→ EXERCISE: Please rewrite the records below as a numbered list, omitting any blank lines.

======== DATA FOR THIS EXERCISE ========

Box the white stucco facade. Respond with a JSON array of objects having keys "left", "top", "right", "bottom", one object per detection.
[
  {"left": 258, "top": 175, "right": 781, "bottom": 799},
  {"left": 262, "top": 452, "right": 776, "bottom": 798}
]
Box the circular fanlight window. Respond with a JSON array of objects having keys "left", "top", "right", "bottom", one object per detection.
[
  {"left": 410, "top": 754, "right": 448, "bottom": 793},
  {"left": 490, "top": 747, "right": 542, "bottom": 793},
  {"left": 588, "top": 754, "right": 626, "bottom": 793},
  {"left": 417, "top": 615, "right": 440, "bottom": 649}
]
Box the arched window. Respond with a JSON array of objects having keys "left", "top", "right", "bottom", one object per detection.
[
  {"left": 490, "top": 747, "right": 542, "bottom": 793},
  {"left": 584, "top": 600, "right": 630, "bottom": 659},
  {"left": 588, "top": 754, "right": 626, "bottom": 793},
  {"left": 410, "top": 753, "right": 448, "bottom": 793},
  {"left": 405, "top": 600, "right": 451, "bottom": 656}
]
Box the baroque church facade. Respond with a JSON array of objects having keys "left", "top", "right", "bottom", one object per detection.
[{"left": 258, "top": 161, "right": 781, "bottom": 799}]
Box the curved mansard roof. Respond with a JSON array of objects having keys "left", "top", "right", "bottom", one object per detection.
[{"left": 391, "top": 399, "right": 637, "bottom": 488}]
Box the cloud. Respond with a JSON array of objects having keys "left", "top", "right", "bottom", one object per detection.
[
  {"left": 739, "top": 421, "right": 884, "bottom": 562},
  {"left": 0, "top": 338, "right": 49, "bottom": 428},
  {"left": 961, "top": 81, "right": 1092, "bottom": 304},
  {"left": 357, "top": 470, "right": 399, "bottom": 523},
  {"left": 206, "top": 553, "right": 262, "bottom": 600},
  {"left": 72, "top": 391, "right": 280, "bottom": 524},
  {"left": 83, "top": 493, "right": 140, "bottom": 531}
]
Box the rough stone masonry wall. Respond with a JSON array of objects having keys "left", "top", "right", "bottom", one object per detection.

========

→ WRITTEN SOLUTION:
1. Box the white stucco facade. Respond with a JSON array of objects having keys "left", "top", "right", "bottom", one object per detection.
2. [
3.   {"left": 258, "top": 175, "right": 781, "bottom": 799},
4.   {"left": 262, "top": 452, "right": 776, "bottom": 798}
5. ]
6. Box the circular fanlight window. Respond with a JSON array of objects having keys "left", "top", "right", "bottom", one object per detection.
7. [
8.   {"left": 410, "top": 754, "right": 448, "bottom": 793},
9.   {"left": 490, "top": 747, "right": 542, "bottom": 793},
10.   {"left": 588, "top": 754, "right": 626, "bottom": 793},
11.   {"left": 417, "top": 615, "right": 440, "bottom": 649}
12. ]
13. Box the arched window. Respond with a JSON array of objects having keys "left", "top", "right", "bottom", one object per detection.
14. [
15.   {"left": 490, "top": 747, "right": 542, "bottom": 793},
16.   {"left": 584, "top": 600, "right": 630, "bottom": 659},
17.   {"left": 588, "top": 754, "right": 626, "bottom": 793},
18.   {"left": 410, "top": 753, "right": 448, "bottom": 793},
19.   {"left": 405, "top": 600, "right": 451, "bottom": 656}
20. ]
21. Box the baroque church facade. Respond with a JSON array of objects having keys "left", "top", "right", "bottom", one object per detection.
22. [{"left": 258, "top": 161, "right": 781, "bottom": 799}]
23. Box the curved mansard roof. Respond with a JSON array of objects having keys "left", "top", "right", "bottom", one object per detection.
24. [{"left": 391, "top": 399, "right": 637, "bottom": 488}]
25. Box the cloud. Respond with a JSON array of objects having keys "left", "top", "right", "bottom", one object per detection.
26. [
27.   {"left": 739, "top": 421, "right": 884, "bottom": 562},
28.   {"left": 0, "top": 338, "right": 49, "bottom": 428},
29.   {"left": 961, "top": 81, "right": 1092, "bottom": 304},
30.   {"left": 357, "top": 470, "right": 399, "bottom": 523},
31.   {"left": 206, "top": 553, "right": 262, "bottom": 600},
32.   {"left": 72, "top": 391, "right": 280, "bottom": 524},
33.   {"left": 83, "top": 493, "right": 140, "bottom": 531}
34. ]
35. Box the rough stone masonry wall. Respond with a JSON array of objects having keys "left", "top", "right", "bottom", one object per detection.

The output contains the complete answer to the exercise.